SOURCE DOCUMENT:
========================================================================

Current clinical approaches that guide physicians in managing EOC remain primarily based on imaging, histological evaluation, serum markers such as CA125, or predictive models, which do not display sufficient sensitivity and sensibility [18,19]; however, a growing trend exists in exploring novel/alternative molecular tools [20].
2. Current Molecular Approaches for the Diagnosis and Prognosis of HGSOC
Difficulties in the early detection of HGSOC, before the disease develops to advanced stages, can be attributed to the lack of specific symptoms, which are usually missed or attributed to other pathologies [21]. In clinical practice, the diagnosis of EOC is based on four main techniques: pelvic palpation examination (PPE), imaging (which includes transvaginal ultrasound or sonography, magnetic resonance imaging, computed tomography, and positron-emission computed tomography [22,23,24]), serum levels of specific proteins, and surgery (either laparoscopic or laparotomic) [25]; however, there is an urgent need to develop alternative techniques for early-stage HGSOC identification. Accordingly, new diagnostic methods based on cellular techniques or molecular approaches—such as gene expression profiling via NGS—are under development.

========================================================================

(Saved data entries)

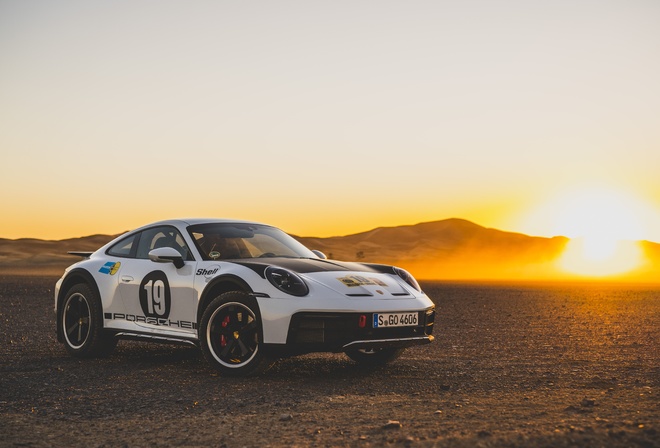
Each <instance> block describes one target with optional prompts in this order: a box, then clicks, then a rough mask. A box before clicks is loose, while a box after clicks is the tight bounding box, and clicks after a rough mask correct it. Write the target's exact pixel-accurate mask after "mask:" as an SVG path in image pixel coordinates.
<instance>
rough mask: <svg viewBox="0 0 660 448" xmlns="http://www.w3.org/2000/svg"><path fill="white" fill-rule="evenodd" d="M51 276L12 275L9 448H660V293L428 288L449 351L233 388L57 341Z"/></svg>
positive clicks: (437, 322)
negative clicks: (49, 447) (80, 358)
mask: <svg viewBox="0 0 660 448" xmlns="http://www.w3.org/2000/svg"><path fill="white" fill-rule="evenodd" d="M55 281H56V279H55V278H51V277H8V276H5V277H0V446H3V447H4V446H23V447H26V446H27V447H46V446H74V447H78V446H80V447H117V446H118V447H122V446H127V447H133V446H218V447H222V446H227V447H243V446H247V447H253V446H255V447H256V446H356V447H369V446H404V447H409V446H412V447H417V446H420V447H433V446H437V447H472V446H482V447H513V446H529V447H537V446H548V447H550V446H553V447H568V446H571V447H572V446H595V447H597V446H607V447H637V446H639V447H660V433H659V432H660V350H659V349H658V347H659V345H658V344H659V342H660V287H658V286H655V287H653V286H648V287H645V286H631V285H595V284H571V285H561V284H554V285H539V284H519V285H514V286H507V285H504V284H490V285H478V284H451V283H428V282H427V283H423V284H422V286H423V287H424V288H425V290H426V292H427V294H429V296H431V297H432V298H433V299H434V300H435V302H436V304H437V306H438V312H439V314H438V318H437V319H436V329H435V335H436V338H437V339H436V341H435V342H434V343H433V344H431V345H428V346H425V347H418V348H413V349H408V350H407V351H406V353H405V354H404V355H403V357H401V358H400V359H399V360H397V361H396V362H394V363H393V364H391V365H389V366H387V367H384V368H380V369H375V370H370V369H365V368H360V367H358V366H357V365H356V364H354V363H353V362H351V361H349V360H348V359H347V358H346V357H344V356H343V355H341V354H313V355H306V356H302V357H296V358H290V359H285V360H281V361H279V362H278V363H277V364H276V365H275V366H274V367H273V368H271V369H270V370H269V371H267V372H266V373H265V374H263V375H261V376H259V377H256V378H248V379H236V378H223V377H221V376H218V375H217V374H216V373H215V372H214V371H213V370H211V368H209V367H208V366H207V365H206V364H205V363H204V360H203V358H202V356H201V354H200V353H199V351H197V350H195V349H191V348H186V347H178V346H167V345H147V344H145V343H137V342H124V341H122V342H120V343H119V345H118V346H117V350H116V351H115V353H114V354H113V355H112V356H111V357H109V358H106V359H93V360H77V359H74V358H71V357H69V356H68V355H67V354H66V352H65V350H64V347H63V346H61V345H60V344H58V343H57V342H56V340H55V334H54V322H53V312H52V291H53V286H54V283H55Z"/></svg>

========================================================================

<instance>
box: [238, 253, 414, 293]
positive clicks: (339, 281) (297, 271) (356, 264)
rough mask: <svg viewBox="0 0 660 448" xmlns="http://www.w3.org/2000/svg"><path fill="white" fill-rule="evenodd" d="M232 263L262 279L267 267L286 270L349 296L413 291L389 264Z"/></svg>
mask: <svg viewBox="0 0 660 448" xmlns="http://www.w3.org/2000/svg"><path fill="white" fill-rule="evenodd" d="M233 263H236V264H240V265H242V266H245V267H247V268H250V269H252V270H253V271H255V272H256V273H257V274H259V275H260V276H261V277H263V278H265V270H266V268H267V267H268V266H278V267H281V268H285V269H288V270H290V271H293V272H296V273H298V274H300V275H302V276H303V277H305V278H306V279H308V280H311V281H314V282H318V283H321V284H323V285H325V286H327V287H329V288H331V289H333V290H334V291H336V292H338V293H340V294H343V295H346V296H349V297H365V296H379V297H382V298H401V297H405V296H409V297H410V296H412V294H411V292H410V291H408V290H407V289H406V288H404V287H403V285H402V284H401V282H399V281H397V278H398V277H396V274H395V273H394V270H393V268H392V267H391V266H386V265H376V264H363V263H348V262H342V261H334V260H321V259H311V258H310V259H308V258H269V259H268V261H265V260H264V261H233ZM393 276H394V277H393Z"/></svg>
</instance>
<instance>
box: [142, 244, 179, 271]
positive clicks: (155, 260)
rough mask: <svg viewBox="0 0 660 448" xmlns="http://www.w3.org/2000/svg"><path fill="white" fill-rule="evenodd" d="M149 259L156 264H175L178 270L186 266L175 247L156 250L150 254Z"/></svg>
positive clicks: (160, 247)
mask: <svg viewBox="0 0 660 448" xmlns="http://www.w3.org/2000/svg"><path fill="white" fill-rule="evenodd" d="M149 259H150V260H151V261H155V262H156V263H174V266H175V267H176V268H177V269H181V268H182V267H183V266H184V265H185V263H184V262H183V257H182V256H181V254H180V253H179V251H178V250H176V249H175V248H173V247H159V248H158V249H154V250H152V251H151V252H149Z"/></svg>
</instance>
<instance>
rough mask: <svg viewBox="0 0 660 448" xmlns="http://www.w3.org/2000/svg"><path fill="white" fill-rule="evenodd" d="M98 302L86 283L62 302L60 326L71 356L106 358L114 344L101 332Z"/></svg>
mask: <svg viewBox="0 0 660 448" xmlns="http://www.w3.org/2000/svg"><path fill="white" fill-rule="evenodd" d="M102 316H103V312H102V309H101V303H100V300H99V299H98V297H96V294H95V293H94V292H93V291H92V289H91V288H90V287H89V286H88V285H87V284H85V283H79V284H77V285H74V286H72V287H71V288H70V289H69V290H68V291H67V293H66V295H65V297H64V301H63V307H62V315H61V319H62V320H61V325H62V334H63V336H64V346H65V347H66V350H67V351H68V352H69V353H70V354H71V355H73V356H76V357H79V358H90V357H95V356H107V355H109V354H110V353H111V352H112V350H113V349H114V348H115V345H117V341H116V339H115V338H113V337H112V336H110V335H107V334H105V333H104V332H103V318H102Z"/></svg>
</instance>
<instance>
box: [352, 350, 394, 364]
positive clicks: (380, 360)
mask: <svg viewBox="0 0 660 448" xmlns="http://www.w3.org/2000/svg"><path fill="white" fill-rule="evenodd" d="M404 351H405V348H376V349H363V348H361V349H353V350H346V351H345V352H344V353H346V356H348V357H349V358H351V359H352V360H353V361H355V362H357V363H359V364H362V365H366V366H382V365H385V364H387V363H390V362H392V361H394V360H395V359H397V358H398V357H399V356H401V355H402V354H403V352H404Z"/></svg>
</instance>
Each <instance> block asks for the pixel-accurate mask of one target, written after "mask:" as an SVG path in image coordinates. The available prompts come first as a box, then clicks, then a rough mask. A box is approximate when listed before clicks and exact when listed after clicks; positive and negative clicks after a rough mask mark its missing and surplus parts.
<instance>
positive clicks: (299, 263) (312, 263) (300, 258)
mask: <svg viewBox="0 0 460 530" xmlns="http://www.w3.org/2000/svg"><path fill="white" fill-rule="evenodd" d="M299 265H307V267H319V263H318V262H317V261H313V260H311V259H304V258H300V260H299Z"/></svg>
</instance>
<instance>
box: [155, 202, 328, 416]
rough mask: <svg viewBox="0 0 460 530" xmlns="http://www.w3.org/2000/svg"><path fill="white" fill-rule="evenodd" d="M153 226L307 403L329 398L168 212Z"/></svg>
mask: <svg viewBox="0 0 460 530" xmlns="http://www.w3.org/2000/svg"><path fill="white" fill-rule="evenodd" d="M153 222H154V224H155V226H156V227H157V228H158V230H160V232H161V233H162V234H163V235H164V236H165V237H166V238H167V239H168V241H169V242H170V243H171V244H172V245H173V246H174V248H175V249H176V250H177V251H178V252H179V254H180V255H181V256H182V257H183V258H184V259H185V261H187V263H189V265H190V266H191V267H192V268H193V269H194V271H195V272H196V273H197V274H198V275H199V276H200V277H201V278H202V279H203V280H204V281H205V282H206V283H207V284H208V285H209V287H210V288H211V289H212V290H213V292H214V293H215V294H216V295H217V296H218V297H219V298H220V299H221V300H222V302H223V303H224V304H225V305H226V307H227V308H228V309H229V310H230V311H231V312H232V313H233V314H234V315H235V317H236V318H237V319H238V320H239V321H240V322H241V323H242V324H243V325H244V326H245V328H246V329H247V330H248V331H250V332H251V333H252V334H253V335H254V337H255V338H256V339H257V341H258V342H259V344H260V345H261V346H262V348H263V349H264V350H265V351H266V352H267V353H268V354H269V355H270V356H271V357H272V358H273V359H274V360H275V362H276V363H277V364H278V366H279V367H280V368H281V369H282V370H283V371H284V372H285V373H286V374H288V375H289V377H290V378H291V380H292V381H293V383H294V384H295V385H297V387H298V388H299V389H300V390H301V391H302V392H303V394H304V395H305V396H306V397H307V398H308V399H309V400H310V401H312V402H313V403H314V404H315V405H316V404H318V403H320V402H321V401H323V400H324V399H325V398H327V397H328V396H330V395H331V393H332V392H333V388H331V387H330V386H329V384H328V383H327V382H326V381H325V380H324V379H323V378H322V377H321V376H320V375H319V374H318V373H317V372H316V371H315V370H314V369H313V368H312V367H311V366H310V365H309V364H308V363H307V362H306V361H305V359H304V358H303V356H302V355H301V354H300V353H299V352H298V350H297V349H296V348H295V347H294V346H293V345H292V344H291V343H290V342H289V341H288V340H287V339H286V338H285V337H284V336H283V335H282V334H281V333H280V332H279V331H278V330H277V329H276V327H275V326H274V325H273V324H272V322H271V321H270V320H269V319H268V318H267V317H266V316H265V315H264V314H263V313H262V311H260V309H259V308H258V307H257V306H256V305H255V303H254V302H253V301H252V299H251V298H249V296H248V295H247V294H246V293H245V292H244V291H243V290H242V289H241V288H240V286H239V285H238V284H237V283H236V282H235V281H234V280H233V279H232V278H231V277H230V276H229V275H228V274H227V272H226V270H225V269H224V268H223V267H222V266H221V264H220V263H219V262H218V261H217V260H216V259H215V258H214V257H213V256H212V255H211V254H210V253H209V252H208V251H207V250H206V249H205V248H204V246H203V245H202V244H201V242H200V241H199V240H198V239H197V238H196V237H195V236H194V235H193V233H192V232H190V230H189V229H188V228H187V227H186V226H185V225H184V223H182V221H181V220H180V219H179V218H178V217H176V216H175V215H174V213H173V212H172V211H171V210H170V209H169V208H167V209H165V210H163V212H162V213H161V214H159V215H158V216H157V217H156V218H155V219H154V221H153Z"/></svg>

========================================================================

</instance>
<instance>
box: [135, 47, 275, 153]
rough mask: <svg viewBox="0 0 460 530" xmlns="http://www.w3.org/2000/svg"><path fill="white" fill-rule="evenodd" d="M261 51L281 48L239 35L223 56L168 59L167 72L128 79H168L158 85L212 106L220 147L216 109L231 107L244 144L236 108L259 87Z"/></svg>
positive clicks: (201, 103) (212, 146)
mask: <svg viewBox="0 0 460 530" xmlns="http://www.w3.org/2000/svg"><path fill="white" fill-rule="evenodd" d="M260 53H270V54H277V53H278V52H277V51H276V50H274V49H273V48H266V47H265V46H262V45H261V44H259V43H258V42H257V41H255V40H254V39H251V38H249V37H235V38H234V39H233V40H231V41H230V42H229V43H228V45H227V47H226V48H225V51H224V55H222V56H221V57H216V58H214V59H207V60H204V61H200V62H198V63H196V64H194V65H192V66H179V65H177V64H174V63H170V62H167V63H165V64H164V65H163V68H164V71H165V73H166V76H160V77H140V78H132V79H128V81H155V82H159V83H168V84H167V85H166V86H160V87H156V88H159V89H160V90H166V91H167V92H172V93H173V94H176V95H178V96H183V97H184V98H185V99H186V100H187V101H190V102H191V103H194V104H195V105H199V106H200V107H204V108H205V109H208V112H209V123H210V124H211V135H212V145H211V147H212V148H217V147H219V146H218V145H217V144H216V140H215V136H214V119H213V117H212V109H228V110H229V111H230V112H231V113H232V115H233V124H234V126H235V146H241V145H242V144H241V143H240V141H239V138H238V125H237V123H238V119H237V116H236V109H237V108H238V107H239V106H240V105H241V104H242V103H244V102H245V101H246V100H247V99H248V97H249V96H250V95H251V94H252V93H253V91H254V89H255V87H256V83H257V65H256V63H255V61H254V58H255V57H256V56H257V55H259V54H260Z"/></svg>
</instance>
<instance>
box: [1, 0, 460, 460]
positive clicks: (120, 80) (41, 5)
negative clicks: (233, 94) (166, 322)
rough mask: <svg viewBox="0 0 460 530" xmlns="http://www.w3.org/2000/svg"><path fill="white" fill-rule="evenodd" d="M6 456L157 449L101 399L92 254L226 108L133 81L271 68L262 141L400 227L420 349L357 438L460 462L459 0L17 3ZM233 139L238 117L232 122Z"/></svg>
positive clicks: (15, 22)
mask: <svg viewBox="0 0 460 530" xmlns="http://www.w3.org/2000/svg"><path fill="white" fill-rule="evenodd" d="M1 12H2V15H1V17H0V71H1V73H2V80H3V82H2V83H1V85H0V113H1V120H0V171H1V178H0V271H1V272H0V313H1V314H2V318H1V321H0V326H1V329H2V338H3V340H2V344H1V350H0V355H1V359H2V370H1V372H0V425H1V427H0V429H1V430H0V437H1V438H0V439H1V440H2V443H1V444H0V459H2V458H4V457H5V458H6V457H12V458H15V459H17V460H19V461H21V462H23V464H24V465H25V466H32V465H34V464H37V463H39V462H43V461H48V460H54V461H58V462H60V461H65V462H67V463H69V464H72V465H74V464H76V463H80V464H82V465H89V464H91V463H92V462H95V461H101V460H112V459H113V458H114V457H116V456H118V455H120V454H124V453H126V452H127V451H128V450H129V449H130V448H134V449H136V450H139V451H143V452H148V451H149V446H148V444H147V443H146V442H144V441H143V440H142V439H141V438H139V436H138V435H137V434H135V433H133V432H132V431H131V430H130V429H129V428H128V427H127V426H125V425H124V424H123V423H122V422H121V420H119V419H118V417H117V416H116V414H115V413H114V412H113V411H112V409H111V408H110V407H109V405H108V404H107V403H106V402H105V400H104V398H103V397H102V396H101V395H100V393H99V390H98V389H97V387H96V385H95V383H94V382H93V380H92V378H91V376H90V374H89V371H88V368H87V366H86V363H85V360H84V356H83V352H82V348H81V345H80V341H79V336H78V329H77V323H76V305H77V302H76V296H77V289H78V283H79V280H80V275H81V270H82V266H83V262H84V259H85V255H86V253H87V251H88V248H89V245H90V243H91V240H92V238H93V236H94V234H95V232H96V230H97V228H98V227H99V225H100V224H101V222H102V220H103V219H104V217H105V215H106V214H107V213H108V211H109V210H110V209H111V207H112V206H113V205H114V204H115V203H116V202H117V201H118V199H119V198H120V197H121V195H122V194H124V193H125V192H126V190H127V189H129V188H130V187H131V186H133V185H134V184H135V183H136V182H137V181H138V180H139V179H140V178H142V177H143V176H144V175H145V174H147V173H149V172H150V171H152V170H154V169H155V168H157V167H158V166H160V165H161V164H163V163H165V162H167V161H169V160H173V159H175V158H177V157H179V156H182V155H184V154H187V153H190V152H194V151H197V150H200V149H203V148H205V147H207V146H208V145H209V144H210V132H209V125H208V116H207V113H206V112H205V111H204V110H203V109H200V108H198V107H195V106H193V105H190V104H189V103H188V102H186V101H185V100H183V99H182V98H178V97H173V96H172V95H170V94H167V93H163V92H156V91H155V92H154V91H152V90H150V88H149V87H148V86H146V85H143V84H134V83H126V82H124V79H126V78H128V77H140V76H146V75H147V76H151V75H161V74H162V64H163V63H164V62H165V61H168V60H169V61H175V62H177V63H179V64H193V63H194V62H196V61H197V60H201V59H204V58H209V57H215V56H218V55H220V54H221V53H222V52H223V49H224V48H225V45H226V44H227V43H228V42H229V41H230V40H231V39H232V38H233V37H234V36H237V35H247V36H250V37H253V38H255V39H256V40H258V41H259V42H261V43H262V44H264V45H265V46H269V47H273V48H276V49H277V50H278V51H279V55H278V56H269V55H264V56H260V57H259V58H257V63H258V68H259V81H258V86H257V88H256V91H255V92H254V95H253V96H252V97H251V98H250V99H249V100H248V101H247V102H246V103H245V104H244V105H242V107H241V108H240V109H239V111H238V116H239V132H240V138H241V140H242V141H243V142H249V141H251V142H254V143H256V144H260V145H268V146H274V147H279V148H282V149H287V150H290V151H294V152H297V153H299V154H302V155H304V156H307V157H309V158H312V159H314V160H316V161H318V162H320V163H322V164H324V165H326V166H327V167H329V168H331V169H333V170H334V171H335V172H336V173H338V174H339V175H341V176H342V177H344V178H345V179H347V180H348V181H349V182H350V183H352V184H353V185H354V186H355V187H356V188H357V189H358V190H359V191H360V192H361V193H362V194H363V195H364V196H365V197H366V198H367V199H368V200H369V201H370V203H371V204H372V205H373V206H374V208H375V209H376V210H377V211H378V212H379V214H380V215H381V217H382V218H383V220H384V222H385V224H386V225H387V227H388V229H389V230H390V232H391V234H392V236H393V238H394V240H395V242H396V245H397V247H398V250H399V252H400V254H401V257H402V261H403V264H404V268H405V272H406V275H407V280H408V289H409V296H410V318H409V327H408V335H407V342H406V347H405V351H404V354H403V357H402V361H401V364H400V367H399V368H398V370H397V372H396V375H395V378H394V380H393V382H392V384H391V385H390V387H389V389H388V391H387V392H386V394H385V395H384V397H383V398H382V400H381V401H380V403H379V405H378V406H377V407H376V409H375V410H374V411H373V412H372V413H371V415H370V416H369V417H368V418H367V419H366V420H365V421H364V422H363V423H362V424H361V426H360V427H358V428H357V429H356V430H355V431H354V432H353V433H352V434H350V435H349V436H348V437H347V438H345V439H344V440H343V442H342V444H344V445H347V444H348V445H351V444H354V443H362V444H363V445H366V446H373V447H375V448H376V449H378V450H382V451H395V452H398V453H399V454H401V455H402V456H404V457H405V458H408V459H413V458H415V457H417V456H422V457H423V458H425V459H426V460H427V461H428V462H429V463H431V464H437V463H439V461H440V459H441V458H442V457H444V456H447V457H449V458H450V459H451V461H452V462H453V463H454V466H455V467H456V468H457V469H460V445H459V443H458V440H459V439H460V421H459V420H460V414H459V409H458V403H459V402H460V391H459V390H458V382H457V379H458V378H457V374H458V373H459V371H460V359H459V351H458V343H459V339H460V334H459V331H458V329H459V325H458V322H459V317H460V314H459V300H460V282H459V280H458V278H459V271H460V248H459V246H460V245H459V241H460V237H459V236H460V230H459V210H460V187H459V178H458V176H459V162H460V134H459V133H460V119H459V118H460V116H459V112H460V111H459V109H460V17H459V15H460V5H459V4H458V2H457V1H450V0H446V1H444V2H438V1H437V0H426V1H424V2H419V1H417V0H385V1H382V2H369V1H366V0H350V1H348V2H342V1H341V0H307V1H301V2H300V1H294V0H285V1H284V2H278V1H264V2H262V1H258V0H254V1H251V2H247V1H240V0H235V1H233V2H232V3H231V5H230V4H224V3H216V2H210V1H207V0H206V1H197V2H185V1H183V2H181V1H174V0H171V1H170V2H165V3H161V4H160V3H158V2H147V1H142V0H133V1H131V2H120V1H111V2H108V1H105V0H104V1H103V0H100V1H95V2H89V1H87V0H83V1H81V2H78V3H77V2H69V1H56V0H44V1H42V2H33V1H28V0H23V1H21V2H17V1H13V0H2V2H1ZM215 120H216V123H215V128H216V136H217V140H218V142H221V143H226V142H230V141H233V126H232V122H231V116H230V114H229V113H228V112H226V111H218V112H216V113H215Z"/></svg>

========================================================================

PROBLEM:
Decide whether each statement below agrees with the passage on HGSOC diagnosis. Answer yes or no for each, and quote the deciding words from the passage.
(a) In clinical practice, EOC diagnosis rests on four main techniques.
(b) The early symptoms of HGSOC are usually specific and readily recognized.
(c) Diagnostic methods based on gene expression profiling via NGS are already in routine clinical use.

RESPONSE AREA:
(a) Yes: "the diagnosis of EOC is based on four main techniques"
(b) No: "the lack of specific symptoms, which are usually missed or attributed to other pathologies"
(c) No: "new diagnostic methods based on cellular techniques or molecular approaches—such as gene expression profiling via NGS—are under development"